(Instrução)
Substitua "autora" por "requerente" e reproduza o trecho do sumário sobre a cumulação de pedidos entre "II - Em vez" e "as respectivas pretensões.", inclusive.

(Documento)
"""

II - Em vez de instaurar uma acção com base no incumprimento de cada um dos contratos e peticionar o montante derivado de cada um desses incumprimentos, optou a autora por, num só processo, cumular as respectivas pretensões.

III - Não obstante isso, estas não perderam autonomia e os montantes devidos terão de ser calculados relativamente a cada um dos incumprimentos contratuais.

IV - Nada autoriza que se eleve o valor de qualquer uma delas, desde que não seja ultrapassado o valor global. Isso é admissível quando se trata de pedido unitário, ainda que decomposto ou desdobrado em parcelas que integram um só efeito jurídico, com a mesma e única causa de pedir.

V - Apresentando-se os pedidos cumulados perfeitamente autónomos entre si e dependentes, cada um deles, da procedência dos respectivos fundamentos que não são sequer coincidentes, os valores que a cada um respeitam não integram, como parcelas, um direito unitário.

"""

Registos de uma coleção
"""

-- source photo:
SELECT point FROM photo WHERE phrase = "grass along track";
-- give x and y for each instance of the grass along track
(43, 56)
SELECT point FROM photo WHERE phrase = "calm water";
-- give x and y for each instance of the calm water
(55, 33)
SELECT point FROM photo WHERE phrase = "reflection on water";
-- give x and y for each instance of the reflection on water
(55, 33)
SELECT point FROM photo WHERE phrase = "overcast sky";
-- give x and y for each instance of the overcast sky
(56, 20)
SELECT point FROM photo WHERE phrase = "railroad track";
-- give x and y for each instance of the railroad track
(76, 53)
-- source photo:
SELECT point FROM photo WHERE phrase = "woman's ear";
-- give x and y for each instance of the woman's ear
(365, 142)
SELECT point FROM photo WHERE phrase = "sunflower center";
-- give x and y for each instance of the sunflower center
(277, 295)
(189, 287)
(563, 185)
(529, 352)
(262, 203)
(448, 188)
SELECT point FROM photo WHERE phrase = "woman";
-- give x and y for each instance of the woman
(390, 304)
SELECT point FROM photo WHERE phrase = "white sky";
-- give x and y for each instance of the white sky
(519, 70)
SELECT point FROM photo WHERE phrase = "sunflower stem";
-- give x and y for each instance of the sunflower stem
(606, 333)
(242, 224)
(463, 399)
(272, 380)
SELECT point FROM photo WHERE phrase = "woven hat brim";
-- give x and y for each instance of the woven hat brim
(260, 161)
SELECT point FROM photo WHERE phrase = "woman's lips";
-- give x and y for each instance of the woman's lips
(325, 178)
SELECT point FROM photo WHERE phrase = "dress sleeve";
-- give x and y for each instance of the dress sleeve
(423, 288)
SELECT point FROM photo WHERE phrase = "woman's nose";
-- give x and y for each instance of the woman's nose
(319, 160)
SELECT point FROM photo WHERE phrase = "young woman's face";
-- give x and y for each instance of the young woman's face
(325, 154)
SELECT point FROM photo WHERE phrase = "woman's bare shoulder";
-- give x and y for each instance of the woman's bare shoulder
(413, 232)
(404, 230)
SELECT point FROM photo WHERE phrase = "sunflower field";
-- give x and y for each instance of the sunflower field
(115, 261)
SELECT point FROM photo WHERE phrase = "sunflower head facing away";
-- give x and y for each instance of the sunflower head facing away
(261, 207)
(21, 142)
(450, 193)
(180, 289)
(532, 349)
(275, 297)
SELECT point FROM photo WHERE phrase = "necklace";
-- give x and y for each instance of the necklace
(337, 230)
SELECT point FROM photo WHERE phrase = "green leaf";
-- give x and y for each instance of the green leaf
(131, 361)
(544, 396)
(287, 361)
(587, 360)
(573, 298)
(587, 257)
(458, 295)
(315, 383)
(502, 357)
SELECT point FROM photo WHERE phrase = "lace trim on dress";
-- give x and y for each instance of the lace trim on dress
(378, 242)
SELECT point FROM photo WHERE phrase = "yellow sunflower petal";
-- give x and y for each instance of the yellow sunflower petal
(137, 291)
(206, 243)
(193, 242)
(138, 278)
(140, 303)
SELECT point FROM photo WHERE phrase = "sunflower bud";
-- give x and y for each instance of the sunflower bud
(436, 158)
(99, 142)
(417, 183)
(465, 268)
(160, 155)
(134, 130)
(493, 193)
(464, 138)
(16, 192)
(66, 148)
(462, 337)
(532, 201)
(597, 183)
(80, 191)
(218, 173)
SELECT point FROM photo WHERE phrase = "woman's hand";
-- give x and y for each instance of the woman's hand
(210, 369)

"""
"""

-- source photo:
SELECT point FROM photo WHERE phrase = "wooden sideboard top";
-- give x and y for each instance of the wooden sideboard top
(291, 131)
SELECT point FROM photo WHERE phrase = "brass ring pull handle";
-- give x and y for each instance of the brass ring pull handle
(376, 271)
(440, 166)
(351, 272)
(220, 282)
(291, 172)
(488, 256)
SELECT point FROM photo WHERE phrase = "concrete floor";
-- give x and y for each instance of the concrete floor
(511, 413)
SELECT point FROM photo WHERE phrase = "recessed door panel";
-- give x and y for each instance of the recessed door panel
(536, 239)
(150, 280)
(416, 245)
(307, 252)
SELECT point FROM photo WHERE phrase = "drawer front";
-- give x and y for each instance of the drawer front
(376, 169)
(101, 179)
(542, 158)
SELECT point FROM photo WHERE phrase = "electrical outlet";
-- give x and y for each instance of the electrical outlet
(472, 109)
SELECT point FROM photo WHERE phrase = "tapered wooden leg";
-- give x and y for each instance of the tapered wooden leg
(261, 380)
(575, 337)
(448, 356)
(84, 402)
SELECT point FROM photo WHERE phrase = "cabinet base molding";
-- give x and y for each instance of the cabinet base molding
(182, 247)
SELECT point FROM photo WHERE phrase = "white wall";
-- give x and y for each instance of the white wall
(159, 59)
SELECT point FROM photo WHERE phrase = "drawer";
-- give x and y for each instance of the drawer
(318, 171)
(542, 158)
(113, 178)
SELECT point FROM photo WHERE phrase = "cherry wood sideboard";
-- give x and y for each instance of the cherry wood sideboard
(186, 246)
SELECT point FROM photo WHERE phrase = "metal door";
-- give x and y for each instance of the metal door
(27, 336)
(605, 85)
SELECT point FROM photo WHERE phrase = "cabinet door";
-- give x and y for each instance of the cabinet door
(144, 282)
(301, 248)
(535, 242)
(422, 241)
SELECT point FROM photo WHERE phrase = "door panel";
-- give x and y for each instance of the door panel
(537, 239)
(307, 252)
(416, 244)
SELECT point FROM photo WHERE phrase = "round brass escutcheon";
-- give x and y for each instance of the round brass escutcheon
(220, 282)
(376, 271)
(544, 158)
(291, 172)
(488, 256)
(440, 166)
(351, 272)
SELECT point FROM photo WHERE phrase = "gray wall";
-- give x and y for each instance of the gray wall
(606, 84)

"""

(Resultado)
II - Em vez de instaurar uma acção com base no incumprimento de cada um dos contratos e peticionar o montante derivado de cada um desses incumprimentos, optou a requerente por, num só processo, cumular as respectivas pretensões.